Copy each line from the data that has the word "jersey" in it.

════

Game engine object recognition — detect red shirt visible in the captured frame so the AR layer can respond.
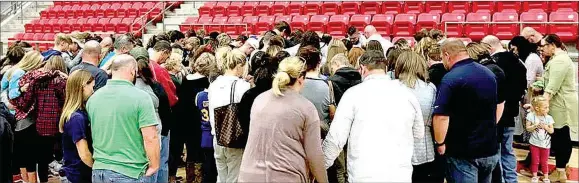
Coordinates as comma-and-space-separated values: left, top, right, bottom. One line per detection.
150, 60, 178, 106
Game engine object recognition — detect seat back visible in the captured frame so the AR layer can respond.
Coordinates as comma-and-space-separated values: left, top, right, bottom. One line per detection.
522, 2, 549, 13
361, 2, 380, 15
382, 2, 402, 14
492, 12, 520, 40
441, 13, 465, 37
241, 2, 258, 16
213, 2, 230, 16
328, 15, 350, 36
256, 2, 273, 16
198, 2, 215, 16
465, 12, 491, 41
416, 13, 441, 31
307, 15, 329, 33
291, 15, 310, 31
550, 1, 578, 12
471, 1, 494, 13
303, 2, 321, 15
496, 2, 521, 13
371, 14, 395, 36
243, 16, 260, 35
180, 17, 199, 32
225, 16, 245, 35
425, 2, 447, 14
393, 14, 417, 37
342, 2, 360, 15
448, 1, 470, 14
404, 2, 424, 14
227, 2, 245, 17
322, 2, 340, 15
271, 2, 289, 15
288, 2, 304, 15
548, 11, 579, 42
520, 12, 548, 34
350, 15, 372, 32
256, 16, 276, 35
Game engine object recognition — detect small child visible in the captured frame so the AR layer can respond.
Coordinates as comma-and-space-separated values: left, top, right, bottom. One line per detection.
526, 96, 555, 183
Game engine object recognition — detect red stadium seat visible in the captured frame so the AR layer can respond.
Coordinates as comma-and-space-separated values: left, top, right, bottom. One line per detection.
492, 12, 519, 40
465, 12, 491, 41
549, 11, 579, 42
83, 18, 98, 32
322, 2, 340, 15
105, 3, 121, 18
271, 2, 289, 15
393, 14, 417, 37
58, 5, 72, 18
23, 33, 35, 41
180, 17, 198, 32
198, 2, 215, 16
522, 2, 549, 12
242, 16, 259, 35
361, 2, 380, 15
224, 16, 244, 35
40, 8, 50, 19
127, 2, 143, 18
85, 4, 99, 17
117, 3, 132, 18
33, 33, 46, 51
43, 33, 56, 50
303, 2, 321, 16
291, 15, 310, 31
25, 19, 40, 33
129, 17, 145, 35
472, 1, 494, 13
520, 11, 548, 35
371, 14, 394, 36
72, 18, 87, 32
441, 13, 465, 38
76, 4, 90, 17
139, 2, 155, 17
382, 2, 402, 14
68, 5, 80, 18
404, 2, 424, 14
496, 2, 521, 13
46, 19, 60, 33
105, 18, 122, 32
53, 19, 69, 33
350, 15, 372, 33
33, 33, 44, 41
239, 2, 257, 16
448, 1, 470, 14
275, 15, 292, 24
207, 16, 228, 33
288, 2, 304, 15
213, 2, 230, 17
96, 3, 110, 18
256, 16, 275, 35
93, 18, 110, 32
227, 2, 244, 17
149, 3, 164, 21
307, 15, 328, 33
342, 2, 360, 15
33, 19, 47, 33
14, 32, 25, 41
425, 2, 447, 14
116, 18, 131, 33
256, 2, 274, 16
328, 15, 350, 36
550, 1, 578, 12
48, 6, 61, 19
416, 13, 441, 31
197, 16, 214, 32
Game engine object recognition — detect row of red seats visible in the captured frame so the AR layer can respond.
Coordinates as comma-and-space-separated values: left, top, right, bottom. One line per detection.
24, 17, 145, 34
199, 1, 579, 17
180, 12, 578, 41
8, 33, 56, 51
41, 2, 163, 19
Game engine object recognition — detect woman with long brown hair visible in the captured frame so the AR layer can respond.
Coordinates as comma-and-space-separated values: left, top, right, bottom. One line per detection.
60, 70, 95, 183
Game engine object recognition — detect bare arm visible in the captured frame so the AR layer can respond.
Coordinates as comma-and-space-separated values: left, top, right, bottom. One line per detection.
525, 120, 538, 132
544, 123, 554, 134
75, 139, 94, 167
141, 126, 160, 176
496, 101, 505, 124
433, 115, 449, 144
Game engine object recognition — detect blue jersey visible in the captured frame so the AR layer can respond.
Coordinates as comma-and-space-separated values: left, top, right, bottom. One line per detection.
196, 90, 213, 148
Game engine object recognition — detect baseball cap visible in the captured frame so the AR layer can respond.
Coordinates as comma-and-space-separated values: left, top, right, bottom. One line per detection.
129, 46, 149, 61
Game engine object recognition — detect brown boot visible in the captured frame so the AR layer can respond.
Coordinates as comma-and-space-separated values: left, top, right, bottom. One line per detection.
549, 169, 567, 183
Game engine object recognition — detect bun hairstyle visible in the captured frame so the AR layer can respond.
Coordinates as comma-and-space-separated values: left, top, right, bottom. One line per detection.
194, 52, 217, 77
272, 56, 305, 97
224, 49, 246, 71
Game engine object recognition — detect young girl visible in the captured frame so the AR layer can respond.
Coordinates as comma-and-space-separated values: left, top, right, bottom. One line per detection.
526, 96, 555, 183
60, 70, 95, 183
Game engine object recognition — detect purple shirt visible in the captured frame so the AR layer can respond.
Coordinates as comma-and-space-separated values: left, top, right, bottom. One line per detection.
196, 91, 213, 148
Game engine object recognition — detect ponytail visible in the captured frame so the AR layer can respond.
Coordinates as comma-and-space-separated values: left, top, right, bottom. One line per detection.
272, 57, 305, 97
272, 71, 291, 96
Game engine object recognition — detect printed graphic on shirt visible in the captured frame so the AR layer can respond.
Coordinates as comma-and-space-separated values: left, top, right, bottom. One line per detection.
526, 112, 554, 148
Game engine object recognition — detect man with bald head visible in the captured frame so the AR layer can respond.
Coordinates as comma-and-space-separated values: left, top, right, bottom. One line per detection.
88, 54, 160, 182
99, 35, 135, 69
363, 25, 393, 55
482, 35, 527, 183
70, 40, 109, 90
433, 39, 500, 183
521, 27, 543, 44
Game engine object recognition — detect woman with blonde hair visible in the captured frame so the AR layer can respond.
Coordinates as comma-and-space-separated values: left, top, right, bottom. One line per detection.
266, 45, 283, 58
59, 70, 95, 183
164, 53, 188, 85
393, 51, 441, 183
238, 56, 328, 183
215, 46, 232, 73
1, 51, 44, 101
11, 54, 67, 183
208, 49, 250, 183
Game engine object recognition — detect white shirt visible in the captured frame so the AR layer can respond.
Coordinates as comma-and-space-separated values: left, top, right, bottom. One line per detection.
526, 112, 554, 148
524, 53, 544, 87
365, 34, 393, 56
208, 75, 251, 136
322, 74, 425, 182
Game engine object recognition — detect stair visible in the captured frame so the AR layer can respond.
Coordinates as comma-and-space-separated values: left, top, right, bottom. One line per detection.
1, 2, 52, 54
142, 1, 203, 46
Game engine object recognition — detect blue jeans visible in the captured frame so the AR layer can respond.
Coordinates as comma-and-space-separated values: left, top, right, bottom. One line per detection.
445, 153, 499, 183
92, 169, 155, 183
155, 135, 170, 183
494, 127, 518, 183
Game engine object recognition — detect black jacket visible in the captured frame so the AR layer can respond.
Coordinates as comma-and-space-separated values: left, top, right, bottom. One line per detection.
0, 102, 15, 183
493, 52, 528, 127
428, 63, 448, 89
328, 67, 362, 105
238, 79, 273, 136
480, 58, 507, 105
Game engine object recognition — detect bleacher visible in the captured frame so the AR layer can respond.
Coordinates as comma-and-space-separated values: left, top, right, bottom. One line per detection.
180, 1, 578, 44
6, 1, 182, 51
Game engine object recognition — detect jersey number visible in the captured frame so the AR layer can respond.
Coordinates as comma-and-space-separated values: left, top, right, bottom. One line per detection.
201, 109, 209, 122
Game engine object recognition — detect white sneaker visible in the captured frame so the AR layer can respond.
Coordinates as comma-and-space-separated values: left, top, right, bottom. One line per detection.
531, 177, 540, 183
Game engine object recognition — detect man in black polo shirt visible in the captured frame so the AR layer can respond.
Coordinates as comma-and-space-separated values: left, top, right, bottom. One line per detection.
433, 39, 500, 183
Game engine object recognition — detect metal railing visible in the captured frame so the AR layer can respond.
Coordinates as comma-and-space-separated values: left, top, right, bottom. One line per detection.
443, 21, 579, 34
131, 1, 180, 37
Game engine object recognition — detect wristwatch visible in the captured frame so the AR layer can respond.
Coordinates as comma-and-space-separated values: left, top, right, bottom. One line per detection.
434, 141, 445, 147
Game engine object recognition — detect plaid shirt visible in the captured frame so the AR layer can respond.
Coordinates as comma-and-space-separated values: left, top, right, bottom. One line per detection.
11, 70, 66, 136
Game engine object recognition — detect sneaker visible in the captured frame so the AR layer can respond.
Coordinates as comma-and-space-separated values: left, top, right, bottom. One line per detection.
532, 177, 540, 183
543, 178, 551, 183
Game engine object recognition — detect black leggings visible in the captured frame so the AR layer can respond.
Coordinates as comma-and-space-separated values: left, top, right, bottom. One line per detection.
14, 126, 55, 182
552, 126, 572, 168
201, 148, 217, 183
169, 126, 201, 176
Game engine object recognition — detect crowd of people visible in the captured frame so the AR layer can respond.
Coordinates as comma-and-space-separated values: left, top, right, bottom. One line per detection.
0, 20, 576, 183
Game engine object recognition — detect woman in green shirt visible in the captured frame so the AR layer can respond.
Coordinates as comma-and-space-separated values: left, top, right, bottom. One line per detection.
539, 34, 578, 182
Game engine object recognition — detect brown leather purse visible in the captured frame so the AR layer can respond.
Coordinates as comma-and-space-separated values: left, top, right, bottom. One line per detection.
213, 80, 247, 148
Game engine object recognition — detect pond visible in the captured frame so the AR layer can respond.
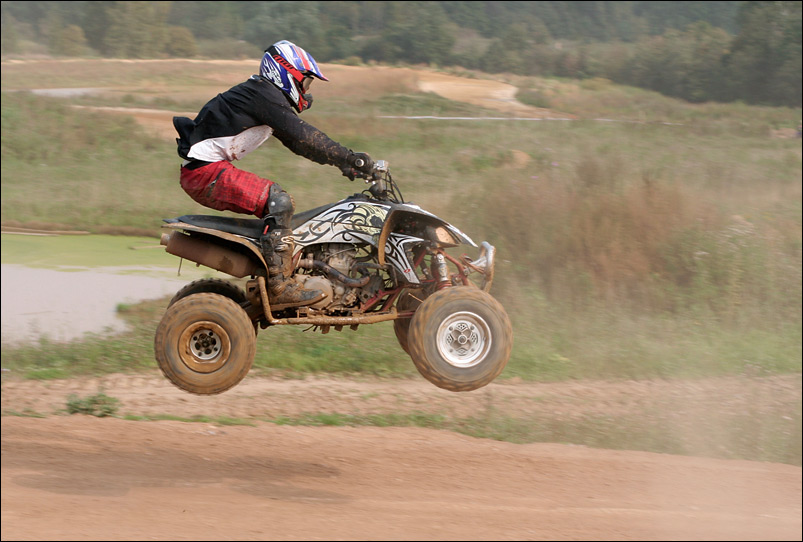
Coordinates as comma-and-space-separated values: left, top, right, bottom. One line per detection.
1, 264, 192, 345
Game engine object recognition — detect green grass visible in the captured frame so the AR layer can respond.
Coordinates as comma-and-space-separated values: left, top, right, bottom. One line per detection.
1, 79, 800, 382
0, 294, 417, 380
1, 233, 178, 269
2, 409, 48, 418
1, 285, 798, 384
66, 392, 120, 417
122, 413, 257, 426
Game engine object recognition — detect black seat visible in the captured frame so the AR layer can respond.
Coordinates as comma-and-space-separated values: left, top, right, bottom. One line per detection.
164, 215, 264, 238
164, 199, 360, 237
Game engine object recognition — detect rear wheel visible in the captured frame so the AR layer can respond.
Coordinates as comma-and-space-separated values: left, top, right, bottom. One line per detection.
407, 287, 512, 392
154, 292, 256, 395
168, 278, 248, 307
168, 278, 257, 335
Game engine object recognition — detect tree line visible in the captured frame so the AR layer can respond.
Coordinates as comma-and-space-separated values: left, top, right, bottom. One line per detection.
1, 1, 800, 107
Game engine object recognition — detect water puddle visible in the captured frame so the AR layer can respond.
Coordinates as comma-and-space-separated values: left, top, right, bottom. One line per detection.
1, 264, 191, 345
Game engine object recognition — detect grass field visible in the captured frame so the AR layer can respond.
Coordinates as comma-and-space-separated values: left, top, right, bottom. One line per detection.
1, 58, 800, 383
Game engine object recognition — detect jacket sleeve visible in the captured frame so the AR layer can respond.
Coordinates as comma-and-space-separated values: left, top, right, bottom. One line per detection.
259, 97, 353, 168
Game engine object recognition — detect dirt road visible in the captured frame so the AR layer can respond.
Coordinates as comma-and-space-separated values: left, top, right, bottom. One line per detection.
2, 373, 800, 541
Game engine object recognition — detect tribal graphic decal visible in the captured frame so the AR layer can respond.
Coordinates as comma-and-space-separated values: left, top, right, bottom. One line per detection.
292, 200, 473, 285
384, 233, 424, 284
293, 201, 390, 248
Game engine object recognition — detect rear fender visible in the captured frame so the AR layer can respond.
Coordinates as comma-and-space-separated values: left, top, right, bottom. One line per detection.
160, 222, 267, 277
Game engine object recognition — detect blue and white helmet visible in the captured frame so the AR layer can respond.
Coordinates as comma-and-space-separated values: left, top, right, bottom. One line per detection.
260, 40, 328, 113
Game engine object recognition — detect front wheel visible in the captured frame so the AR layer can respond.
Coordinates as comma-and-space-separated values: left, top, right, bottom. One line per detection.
407, 287, 512, 392
393, 289, 430, 355
154, 292, 256, 395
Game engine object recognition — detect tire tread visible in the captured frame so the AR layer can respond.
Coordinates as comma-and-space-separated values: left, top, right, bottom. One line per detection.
407, 287, 512, 392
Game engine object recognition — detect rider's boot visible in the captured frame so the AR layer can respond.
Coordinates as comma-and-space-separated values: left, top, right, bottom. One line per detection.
261, 228, 325, 310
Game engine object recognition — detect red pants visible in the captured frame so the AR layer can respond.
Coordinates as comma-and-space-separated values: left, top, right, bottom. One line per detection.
179, 161, 273, 218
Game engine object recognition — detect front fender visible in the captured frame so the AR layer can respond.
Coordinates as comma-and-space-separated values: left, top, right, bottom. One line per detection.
377, 206, 477, 266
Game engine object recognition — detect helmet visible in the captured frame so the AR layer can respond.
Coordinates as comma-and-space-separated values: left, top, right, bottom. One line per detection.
260, 40, 328, 113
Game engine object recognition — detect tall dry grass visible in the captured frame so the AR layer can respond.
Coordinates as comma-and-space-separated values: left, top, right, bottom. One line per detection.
476, 155, 799, 323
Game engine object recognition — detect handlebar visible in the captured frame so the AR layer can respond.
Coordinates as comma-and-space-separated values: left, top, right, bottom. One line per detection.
349, 159, 388, 181
348, 160, 402, 203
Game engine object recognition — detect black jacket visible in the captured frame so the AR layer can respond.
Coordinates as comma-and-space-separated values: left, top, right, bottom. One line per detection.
174, 75, 352, 168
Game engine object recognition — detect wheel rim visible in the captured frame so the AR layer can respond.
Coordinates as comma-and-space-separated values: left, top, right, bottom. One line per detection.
436, 311, 491, 368
178, 321, 232, 373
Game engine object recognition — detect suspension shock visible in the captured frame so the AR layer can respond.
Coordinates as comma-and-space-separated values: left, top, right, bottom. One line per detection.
433, 252, 452, 290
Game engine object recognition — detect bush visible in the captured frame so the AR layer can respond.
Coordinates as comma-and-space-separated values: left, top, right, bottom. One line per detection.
165, 26, 198, 58
66, 392, 120, 417
50, 24, 89, 57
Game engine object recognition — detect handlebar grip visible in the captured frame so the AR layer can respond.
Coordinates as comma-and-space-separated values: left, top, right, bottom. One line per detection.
354, 158, 365, 168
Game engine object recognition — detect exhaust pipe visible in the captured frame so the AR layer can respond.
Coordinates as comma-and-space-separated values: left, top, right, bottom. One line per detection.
161, 232, 257, 278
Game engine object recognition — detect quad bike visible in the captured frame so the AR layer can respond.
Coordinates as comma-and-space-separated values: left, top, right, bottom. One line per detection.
154, 160, 512, 395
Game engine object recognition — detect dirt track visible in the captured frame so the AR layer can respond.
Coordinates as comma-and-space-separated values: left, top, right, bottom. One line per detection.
2, 373, 801, 541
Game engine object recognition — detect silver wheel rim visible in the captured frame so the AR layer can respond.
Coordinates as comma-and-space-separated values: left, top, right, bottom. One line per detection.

════

TASK ANSWER:
Game engine object recognition — detect blue jersey visible in the captured frame so the AR layer can respond.
Game engine object recognition — detect jersey number visible in the captured frame so the AR layer can respond.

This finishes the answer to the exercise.